──────── INFORMATION GIVEN

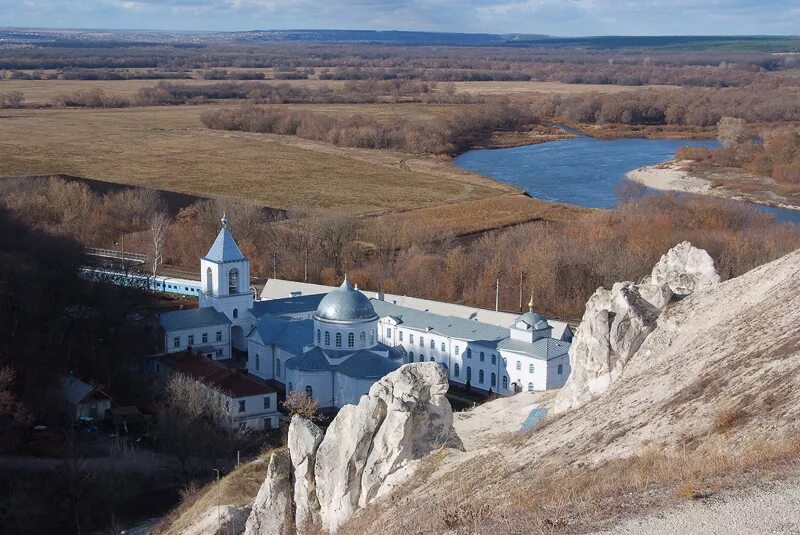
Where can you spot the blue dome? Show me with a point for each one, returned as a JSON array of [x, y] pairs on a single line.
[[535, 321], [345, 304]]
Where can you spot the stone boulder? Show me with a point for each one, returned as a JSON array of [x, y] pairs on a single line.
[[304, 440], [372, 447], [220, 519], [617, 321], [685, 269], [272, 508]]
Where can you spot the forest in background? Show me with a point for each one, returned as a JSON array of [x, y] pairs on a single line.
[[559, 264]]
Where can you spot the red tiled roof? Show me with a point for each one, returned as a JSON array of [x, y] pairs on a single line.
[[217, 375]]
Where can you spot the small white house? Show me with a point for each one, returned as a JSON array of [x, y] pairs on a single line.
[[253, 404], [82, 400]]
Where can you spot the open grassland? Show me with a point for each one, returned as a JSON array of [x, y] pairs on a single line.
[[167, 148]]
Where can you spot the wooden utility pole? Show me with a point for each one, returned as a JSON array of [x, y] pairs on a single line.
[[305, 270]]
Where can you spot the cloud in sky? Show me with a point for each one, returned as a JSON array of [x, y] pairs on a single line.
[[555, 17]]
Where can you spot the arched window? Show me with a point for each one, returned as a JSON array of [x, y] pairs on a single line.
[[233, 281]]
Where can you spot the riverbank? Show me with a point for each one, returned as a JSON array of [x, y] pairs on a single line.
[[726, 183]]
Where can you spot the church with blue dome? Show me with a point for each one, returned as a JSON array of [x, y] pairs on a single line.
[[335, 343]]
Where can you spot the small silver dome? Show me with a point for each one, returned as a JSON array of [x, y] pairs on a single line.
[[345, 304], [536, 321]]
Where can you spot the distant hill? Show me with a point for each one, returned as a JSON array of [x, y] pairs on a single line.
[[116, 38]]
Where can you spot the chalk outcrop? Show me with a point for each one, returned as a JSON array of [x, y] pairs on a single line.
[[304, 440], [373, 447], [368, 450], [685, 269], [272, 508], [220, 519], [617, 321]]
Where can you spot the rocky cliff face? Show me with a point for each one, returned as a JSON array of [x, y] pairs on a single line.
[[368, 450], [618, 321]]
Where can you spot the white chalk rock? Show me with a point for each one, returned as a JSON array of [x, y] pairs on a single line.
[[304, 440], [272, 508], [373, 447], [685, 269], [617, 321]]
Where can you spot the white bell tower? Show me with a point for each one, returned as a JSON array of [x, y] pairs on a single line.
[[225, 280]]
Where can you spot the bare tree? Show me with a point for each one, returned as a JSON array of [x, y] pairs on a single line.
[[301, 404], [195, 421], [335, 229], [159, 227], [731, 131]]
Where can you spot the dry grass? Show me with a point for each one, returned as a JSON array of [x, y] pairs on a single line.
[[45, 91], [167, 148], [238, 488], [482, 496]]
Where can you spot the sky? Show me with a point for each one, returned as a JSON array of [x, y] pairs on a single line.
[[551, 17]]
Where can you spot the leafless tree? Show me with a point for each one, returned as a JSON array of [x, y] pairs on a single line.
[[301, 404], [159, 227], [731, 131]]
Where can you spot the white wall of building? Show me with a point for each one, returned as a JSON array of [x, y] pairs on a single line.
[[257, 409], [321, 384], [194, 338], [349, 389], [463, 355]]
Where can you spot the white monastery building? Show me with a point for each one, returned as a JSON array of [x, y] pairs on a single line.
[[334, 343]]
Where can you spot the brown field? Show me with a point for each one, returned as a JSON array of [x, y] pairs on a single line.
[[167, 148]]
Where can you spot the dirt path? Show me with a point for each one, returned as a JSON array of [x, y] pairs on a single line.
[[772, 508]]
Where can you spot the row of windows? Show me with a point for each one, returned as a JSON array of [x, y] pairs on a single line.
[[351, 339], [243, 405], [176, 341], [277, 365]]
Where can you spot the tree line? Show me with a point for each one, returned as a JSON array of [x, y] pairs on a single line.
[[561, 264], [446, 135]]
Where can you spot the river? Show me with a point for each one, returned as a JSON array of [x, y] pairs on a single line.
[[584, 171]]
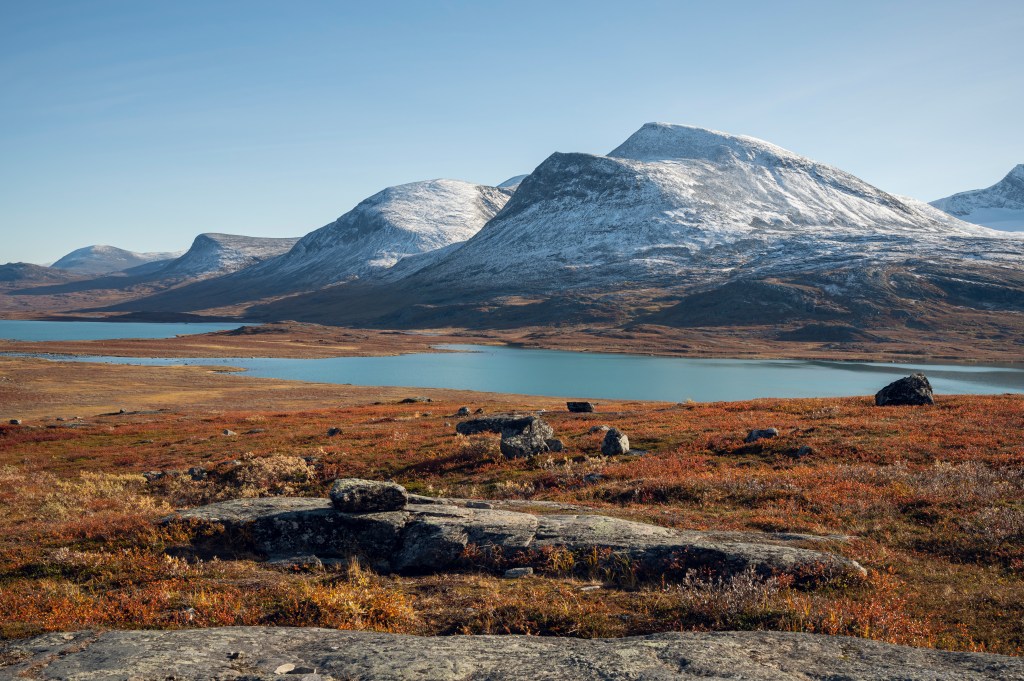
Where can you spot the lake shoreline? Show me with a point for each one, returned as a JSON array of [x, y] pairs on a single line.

────────────────

Copy every one of the records above word for word, leaving out the pictures.

Where can you spot the blue dome? Show me with a point for each one, returned as a JSON array of [x, y] pairs on a single line.
[[535, 321], [345, 304]]
Where can you spot the stone boulder? Show me with a point for each one, returned as a JSON array of [x, y] pairs on a single line.
[[304, 440], [372, 447], [220, 519], [617, 321], [685, 269], [272, 508]]
Where can you spot the forest in background? Show me with a point for each one, returned as a JSON array of [x, y] pairs on a single line.
[[559, 264]]
Where can you spot the red tiled roof? Show me with a point for each one, returned as a JSON array of [x, y] pairs on a single line.
[[217, 375]]
Where can you spot the small white house? Show me with a point for each one, returned as a JSON array of [x, y] pairs on a single line.
[[253, 404], [82, 400]]
Where can you spot the open grassland? Show me with a point for each one, returned as a JSON array of [x, y] pairs on a single line.
[[167, 148]]
Where can you spot the wooden utility pole? Show me with a point for each one, returned as a JSON array of [x, y] pairs on a single line.
[[305, 270]]
Where can you spot the cloud in sky? Show me with a point for each one, returned as a JSON array of [x, y] pairs on a single line.
[[555, 17]]
Where can you spot the arched window? Show me with a point for each one, returned as a JSON array of [x, y] pairs on a single line.
[[233, 281]]
Where can you spot the riverbank? Show me with a point for each one, returned as a JSON array of [x, y] pairs on a single line.
[[726, 183]]
Where can you spot the church with blue dome? Show me with a point for each one, returned as a JSON array of [x, y] pairs on a single line.
[[335, 343]]
Where can you spot the small silver dome? Show me with a point for each one, returned as a JSON array of [x, y] pairs on a single line.
[[345, 304], [536, 321]]
Where can you spot the distant hill? Show me with a point for each one, returned as a JSON array of [x, y] pairs on a single line.
[[116, 38]]
Where can you spot the chalk outcrop? Show me with a point for each one, returned as a JSON array of [x, y] pairs on a single line.
[[304, 440], [373, 447], [368, 450], [685, 269], [272, 508], [220, 519], [617, 321]]
Where can you spot the rocky cliff face? Show me with a point for each one, returned as a JSON array of [x, y] pairs on a single line.
[[368, 450], [618, 321]]
Where can you spot the white chalk rock? Show me with a point for each one, returned as a JSON array of [x, y] pairs on a single line.
[[304, 440], [272, 508], [373, 447], [685, 269], [617, 321]]
Where can you spot the white bell tower? Show me with a point for each one, returned as a JSON array of [x, y] pairs on a single line.
[[225, 280]]
Where can you spot the bare tree? Show me with a point for each one, returned as a JSON array of [x, y] pairs on a single line.
[[301, 404], [195, 421], [335, 229], [159, 227], [731, 131]]
Where can you spot the dry grass? Show me with a point for each one, returned as a JSON array of [x, y] pairs on a single line.
[[45, 91], [167, 148], [238, 488], [482, 496]]
Where can you spot the sky? Show me with a point for each one, returned as a JSON array of [x, y] pairs on a single line.
[[551, 17]]
Where can you spot the leafless tree? Show me with a point for each one, returned as a JSON array of [x, y] pairs on a single line.
[[301, 404], [159, 227], [731, 131]]
Where can you spot the white wall of building? Show me with a point for each one, returned as a JSON array of [x, y] pairs on a single line.
[[257, 409], [321, 384], [194, 338], [349, 389], [463, 355]]
Where can you spot the white monastery building? Show me with a point for each one, returned as a JSON array of [x, y] pairs on a single line.
[[334, 343]]
Where can you spot the brown field? Show me with a point for each one, returned as a JSON array of [x, y] pairs on a single line.
[[167, 148]]
Where can you spot the dirt path? Show me with a point for each one, returned as a JSON array of [x, y] pairs on a single line.
[[772, 508]]
Where can you spot the row of windows? Show me with a point for each one, returned as a JSON array of [x, y] pairs on a single line.
[[351, 339], [243, 405], [176, 341], [277, 365]]
Where can you spot the tree line? Show me with a point for each one, returned as a JSON array of [x, y] pairs on a single line.
[[561, 264], [446, 135]]
Where can you spot the river? Show me with a point for each one, returned as a JSON array of [x, y] pairs on a single line.
[[584, 171]]
Where can you spot the lake shoreline? Show me with a point for each one, returned as a JSON array of [x, y] pairs on a single line.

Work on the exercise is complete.